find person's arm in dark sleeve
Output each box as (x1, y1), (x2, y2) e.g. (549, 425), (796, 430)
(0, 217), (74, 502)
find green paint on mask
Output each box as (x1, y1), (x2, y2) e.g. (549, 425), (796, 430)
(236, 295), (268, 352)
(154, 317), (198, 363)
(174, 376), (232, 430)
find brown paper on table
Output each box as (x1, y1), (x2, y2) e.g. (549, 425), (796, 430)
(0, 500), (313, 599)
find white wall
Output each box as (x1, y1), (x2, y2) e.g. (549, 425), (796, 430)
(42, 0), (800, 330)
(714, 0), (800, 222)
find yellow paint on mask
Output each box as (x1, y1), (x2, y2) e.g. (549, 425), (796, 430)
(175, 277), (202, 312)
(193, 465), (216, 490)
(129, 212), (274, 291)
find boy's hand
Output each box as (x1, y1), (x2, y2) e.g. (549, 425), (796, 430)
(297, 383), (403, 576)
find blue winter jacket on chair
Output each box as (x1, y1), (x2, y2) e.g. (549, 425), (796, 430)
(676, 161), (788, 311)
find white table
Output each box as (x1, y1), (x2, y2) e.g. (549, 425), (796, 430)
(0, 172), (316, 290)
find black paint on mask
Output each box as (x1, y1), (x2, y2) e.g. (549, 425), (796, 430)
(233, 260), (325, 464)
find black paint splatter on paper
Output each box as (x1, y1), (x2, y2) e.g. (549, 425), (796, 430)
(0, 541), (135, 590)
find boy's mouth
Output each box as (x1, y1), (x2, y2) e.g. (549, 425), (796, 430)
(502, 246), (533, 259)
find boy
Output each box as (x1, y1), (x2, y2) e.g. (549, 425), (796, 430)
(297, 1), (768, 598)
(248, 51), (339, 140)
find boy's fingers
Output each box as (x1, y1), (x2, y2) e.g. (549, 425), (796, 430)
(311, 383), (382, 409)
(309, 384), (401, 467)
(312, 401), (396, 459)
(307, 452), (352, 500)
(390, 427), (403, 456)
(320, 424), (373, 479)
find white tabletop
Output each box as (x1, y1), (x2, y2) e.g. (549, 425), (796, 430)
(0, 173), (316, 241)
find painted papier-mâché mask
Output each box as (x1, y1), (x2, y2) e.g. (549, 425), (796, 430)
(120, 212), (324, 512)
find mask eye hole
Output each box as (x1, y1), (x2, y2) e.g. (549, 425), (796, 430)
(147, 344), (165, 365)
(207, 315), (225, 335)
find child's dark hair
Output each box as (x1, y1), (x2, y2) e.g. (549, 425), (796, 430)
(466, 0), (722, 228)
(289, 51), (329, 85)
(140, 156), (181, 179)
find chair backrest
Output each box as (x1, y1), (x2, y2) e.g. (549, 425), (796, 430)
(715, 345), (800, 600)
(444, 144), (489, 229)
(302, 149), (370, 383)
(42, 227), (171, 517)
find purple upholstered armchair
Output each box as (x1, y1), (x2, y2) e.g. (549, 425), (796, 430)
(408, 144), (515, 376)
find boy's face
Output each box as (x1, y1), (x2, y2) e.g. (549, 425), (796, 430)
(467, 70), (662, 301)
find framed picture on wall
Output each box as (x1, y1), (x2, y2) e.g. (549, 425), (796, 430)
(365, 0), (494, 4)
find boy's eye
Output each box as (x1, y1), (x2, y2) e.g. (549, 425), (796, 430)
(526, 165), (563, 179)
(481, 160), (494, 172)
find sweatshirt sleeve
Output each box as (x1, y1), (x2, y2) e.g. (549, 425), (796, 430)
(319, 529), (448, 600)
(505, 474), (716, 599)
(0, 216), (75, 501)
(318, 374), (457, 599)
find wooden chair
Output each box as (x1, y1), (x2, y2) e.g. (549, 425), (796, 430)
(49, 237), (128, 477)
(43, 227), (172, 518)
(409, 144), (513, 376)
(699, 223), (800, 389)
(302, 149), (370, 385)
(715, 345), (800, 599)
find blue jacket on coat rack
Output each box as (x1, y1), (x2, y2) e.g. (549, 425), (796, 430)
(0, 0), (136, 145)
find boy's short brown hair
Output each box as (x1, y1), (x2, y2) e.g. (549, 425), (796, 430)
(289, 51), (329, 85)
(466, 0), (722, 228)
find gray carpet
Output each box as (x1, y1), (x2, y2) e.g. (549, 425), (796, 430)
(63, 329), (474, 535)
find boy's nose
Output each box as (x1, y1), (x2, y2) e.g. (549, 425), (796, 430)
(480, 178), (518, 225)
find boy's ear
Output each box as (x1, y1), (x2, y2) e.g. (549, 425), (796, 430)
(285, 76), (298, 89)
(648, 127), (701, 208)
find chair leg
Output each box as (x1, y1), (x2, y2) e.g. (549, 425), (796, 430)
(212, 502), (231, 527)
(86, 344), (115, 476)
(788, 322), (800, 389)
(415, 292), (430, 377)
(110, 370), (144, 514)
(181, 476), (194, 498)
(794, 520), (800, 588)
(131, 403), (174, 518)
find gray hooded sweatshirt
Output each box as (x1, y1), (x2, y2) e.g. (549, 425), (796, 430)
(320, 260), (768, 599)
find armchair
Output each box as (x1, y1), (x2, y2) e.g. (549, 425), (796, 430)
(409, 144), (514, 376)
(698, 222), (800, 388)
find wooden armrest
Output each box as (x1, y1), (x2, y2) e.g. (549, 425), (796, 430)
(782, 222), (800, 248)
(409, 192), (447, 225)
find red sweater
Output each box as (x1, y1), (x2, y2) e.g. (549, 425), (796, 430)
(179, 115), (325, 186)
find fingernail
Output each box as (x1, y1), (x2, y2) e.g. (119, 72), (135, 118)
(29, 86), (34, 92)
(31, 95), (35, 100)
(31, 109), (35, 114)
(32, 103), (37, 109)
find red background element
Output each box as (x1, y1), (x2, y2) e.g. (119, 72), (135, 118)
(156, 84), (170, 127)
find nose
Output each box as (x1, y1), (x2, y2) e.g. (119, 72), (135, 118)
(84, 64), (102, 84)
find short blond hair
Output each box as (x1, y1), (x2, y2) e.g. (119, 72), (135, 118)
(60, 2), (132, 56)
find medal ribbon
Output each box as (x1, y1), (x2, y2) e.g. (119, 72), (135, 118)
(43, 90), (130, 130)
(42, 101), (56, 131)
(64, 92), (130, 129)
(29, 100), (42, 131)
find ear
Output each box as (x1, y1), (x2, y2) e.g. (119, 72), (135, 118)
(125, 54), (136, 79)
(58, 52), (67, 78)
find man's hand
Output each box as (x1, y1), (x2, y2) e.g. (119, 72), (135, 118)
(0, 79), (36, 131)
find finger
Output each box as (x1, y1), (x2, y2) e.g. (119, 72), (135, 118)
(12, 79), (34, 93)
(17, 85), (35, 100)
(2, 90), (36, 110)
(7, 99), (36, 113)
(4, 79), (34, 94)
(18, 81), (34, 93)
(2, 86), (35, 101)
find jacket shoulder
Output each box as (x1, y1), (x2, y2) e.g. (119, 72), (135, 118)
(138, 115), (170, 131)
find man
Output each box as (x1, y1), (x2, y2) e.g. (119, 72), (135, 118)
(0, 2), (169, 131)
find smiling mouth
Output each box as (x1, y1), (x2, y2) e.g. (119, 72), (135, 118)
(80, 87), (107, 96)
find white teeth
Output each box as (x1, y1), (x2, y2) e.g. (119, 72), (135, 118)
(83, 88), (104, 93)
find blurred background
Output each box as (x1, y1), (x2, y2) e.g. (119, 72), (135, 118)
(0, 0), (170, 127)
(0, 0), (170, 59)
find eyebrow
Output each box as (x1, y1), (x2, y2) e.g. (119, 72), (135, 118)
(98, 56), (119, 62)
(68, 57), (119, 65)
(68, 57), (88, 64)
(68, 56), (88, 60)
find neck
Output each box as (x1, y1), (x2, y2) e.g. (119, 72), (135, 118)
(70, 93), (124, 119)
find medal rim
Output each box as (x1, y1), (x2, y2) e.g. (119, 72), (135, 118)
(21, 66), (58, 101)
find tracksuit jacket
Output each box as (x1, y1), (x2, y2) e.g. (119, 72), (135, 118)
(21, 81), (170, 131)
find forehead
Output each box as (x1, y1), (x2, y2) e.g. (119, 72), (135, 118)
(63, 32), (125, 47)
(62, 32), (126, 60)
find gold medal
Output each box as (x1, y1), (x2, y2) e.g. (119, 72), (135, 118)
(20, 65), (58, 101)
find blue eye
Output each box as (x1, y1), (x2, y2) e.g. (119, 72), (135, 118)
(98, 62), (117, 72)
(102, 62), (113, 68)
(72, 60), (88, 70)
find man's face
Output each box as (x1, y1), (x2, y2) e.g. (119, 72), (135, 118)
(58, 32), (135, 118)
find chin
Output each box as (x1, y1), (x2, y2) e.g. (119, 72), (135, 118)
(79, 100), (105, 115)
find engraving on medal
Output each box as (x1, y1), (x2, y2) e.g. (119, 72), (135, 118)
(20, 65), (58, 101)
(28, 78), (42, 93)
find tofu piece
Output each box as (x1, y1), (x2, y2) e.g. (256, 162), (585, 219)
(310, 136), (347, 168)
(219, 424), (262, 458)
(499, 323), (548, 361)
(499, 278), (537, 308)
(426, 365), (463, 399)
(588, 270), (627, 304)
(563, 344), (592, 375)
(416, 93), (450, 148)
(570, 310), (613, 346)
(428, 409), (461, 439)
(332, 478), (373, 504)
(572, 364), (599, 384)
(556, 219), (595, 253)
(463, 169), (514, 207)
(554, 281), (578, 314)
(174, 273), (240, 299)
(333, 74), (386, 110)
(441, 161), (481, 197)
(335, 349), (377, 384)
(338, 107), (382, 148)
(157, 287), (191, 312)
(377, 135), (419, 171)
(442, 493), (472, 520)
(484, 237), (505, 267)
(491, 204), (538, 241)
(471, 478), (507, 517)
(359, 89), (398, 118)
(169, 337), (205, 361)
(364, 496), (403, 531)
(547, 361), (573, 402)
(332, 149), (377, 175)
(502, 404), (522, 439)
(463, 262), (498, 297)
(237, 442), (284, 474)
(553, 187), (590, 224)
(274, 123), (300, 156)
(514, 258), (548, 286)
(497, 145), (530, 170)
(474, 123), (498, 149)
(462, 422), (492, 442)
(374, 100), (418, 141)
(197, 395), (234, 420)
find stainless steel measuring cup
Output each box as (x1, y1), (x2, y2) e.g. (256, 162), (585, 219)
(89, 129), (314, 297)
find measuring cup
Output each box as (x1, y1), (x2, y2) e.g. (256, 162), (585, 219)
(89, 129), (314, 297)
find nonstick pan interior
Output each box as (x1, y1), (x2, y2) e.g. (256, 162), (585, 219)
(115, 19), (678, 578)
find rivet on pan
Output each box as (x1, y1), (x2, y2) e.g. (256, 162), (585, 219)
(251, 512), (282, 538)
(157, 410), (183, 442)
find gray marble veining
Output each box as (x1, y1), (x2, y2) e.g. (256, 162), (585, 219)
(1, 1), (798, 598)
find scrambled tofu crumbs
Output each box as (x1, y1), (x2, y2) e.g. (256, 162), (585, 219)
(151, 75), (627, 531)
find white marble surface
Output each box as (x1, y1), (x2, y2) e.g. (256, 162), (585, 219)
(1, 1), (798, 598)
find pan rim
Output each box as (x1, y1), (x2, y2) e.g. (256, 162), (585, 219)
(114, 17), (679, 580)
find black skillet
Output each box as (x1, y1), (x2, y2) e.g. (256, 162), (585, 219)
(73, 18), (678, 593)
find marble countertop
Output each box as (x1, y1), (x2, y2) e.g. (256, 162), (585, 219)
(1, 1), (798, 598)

◆ **What to do**
Restate word for word the entries above, starting at the line with "find purple upholstered armchair" and ending at the line with "find boy's short brown hair", inclusive, and no others.

◆ **Solution to this problem**
find purple upholstered armchair
Output each box as (x1, y1), (x2, y2) e.g. (549, 425), (796, 430)
(408, 144), (515, 376)
find boy's face
Output each box as (x1, y1), (x2, y2) e.g. (549, 425), (796, 430)
(467, 70), (662, 301)
find framed picture on wall
Output each box as (x1, y1), (x2, y2) e.g. (549, 425), (796, 430)
(365, 0), (494, 4)
find boy's eye
Output each box as (x1, y1), (x2, y2) e.g. (549, 425), (796, 430)
(526, 165), (563, 179)
(481, 160), (494, 172)
find sweatshirt sleeve
Output each box as (x1, y1), (x2, y2) e.g. (549, 425), (796, 430)
(319, 529), (448, 600)
(505, 474), (716, 599)
(0, 216), (75, 501)
(318, 374), (457, 599)
find wooden chair
Output each box as (x1, y1), (x2, y2) e.g. (549, 425), (796, 430)
(49, 237), (128, 477)
(43, 227), (172, 518)
(409, 144), (513, 376)
(699, 223), (800, 389)
(302, 149), (370, 385)
(715, 345), (800, 599)
find blue jacket on coat rack
Output each box as (x1, y1), (x2, y2) e.g. (549, 425), (796, 430)
(0, 0), (136, 145)
find boy's short brown hair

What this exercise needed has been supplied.